- _PROBLEM 1_
Gather every line of the listing that contains the string "person", treating uppercase and lowercase letters as different.

- _DOCUMENT PASSAGE_
----
I'd like simply to check in with a word for all those who, like me, have worked as a copy editor writing headlines or a reporter chasing a story and say: There can be no doubt that blanket media coverage of monstrosities like school shootings can have the effect of making additional such gruesome incidents more likely.

Everyone knows this is true. They might want to argue against it, or to claim that media people always have a duty to overdo a story, to flog it to death, to push the horrible into the faces of the reader or viewer at every opportunity since, after all, everyone else is doing it. But really at some level everyone understands that if you assault the audience with hateful, lurid images and turn mass killers into stars, it can have that effect.

I'm not theorizing here, I'm stating fact. For example, I spent months in the early '90s researching the very sad case of a young man named Mehrdad Dashti who on the night of September 26, 1990, entered a pub south of the UC Berkeley campus armed to the teeth and went on a depraved rampage, shooting seven people and taking dozens of hostages. Dashti only killed one person and was himself taken out by a SWAT team, so there is no attempt here to claim strong similarities with more recent shooting sprees.

However, I do know that Dashti's ex-wife watched him change from a calm, quiet, gentle person into someone filled with rage and hate, because I was the one reporter to track her down and get her to talk to me, and I know that for this transformation she blamed a combination of mental illness and the corrosive influence of hours of television that Dashti watched in the year or two before the incident..
----
- _THE INPUT_
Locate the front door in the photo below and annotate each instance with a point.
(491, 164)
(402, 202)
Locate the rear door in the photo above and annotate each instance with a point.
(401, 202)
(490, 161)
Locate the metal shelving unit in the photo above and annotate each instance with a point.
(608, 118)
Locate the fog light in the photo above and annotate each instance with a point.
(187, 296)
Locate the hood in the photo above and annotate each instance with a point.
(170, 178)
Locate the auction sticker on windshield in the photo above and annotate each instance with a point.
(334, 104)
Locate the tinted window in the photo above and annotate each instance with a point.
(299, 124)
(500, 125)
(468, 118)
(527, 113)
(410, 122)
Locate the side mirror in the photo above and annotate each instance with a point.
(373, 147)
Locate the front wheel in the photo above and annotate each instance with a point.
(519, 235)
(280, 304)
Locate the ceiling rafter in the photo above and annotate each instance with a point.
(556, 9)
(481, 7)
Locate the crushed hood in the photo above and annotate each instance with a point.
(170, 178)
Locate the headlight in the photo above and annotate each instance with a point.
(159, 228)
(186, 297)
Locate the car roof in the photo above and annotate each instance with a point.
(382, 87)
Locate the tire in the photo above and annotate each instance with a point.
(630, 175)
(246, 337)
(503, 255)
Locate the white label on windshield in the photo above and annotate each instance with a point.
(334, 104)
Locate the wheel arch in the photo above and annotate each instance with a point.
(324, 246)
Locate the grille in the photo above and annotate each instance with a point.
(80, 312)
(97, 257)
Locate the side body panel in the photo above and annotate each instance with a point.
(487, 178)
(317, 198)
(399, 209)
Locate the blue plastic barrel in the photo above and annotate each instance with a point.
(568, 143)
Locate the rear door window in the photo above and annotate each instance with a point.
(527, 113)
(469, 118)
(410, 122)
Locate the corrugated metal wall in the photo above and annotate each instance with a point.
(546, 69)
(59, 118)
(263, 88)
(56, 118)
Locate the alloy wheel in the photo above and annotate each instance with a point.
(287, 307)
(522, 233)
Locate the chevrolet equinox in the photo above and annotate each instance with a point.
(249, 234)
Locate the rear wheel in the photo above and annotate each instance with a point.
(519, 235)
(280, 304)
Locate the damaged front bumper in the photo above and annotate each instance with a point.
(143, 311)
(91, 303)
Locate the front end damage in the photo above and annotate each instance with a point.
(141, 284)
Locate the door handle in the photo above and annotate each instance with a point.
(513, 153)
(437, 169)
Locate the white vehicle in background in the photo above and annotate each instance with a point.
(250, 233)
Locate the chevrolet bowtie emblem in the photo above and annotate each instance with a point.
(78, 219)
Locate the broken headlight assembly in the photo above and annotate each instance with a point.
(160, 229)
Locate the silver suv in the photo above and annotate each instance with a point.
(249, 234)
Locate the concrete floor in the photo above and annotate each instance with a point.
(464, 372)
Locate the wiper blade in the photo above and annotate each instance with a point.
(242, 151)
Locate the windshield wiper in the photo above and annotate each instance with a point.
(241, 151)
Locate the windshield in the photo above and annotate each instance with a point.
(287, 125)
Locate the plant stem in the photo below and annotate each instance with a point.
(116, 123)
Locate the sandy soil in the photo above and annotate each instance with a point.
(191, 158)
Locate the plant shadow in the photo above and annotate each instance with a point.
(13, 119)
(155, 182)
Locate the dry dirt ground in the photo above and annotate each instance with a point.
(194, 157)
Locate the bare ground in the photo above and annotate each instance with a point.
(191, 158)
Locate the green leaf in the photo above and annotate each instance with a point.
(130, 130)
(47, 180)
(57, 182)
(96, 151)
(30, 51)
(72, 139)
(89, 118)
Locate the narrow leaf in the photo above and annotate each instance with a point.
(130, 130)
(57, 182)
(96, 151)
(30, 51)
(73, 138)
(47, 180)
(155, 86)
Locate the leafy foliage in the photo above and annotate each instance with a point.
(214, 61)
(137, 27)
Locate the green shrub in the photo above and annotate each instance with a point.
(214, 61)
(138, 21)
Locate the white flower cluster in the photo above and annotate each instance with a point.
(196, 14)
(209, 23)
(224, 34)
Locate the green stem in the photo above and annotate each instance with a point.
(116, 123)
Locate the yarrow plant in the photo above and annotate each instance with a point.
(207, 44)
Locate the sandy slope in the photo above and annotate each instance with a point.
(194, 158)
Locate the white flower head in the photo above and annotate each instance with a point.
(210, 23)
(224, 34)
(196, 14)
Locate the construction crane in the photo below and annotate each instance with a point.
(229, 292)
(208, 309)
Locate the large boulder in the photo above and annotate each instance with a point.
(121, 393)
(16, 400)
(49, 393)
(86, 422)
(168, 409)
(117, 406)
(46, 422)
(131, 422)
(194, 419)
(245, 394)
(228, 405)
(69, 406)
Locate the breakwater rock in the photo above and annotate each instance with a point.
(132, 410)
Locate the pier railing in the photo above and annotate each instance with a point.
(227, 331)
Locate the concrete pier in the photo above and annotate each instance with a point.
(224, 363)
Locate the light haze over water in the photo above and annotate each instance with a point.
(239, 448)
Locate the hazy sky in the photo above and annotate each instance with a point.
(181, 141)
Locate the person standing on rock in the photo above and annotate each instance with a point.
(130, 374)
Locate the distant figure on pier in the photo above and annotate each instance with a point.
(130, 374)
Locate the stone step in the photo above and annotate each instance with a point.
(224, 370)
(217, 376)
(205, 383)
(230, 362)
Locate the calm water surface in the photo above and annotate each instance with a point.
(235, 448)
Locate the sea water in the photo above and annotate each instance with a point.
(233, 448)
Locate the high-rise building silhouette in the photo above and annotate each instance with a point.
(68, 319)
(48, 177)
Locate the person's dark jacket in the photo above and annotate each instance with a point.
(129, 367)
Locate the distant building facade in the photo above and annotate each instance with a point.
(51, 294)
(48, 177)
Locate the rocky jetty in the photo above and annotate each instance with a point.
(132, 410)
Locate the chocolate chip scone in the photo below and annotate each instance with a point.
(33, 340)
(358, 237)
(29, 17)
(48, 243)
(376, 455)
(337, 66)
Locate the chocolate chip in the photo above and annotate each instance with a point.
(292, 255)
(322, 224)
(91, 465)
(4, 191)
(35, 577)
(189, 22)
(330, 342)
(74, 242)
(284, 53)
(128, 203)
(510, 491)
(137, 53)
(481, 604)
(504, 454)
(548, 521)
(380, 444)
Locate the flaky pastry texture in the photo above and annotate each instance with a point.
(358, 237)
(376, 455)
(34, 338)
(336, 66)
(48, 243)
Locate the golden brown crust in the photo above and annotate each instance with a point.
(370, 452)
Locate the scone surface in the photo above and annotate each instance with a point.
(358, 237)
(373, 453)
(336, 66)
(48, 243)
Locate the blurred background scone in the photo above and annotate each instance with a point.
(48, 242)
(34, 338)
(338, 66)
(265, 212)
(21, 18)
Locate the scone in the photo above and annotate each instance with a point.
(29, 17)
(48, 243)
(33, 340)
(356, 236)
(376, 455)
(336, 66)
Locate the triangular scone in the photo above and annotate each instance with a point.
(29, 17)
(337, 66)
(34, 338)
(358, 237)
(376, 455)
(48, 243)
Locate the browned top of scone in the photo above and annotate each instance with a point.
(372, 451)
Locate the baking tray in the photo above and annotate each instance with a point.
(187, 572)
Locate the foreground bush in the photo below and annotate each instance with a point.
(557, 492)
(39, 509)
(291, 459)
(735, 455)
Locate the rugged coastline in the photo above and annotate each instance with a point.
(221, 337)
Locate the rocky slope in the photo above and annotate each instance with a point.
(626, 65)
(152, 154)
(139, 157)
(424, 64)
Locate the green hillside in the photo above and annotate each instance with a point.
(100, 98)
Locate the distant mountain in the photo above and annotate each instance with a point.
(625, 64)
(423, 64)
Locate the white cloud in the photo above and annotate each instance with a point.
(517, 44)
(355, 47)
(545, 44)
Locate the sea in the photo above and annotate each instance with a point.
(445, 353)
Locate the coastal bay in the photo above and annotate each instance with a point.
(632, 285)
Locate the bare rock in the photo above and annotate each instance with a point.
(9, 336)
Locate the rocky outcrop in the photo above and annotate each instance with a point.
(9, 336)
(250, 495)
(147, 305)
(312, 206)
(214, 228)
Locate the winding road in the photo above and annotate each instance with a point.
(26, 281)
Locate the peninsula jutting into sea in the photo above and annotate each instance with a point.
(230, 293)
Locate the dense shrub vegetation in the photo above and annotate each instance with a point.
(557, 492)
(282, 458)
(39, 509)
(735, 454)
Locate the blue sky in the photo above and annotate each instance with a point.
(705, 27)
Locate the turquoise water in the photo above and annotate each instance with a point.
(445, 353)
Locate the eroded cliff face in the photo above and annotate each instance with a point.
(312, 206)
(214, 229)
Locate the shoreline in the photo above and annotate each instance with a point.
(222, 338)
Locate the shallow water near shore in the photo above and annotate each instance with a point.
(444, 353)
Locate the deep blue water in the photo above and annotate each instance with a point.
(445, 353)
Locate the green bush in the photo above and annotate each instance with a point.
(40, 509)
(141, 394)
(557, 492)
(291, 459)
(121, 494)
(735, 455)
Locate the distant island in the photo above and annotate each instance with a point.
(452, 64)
----
- _PROBLEM 2_
Answer these questions using the piece on media coverage of shootings:
(a) On what date did Mehrdad Dashti enter the pub south of the UC Berkeley campus?
(b) How many people did Dashti shoot during the rampage?
(c) What two causes did Dashti's ex-wife blame for his transformation?

- _RESPONSE 1_
Locate the person standing on rock in the photo above and annotate each instance with a point.
Locate the person's dark jacket in the photo above and annotate each instance with a point.

- _RESPONSE 2_
(a) September 26, 1990.
(b) Seven people.
(c) Mental illness and the corrosive influence of the hours of television he watched in the year or two before the incident.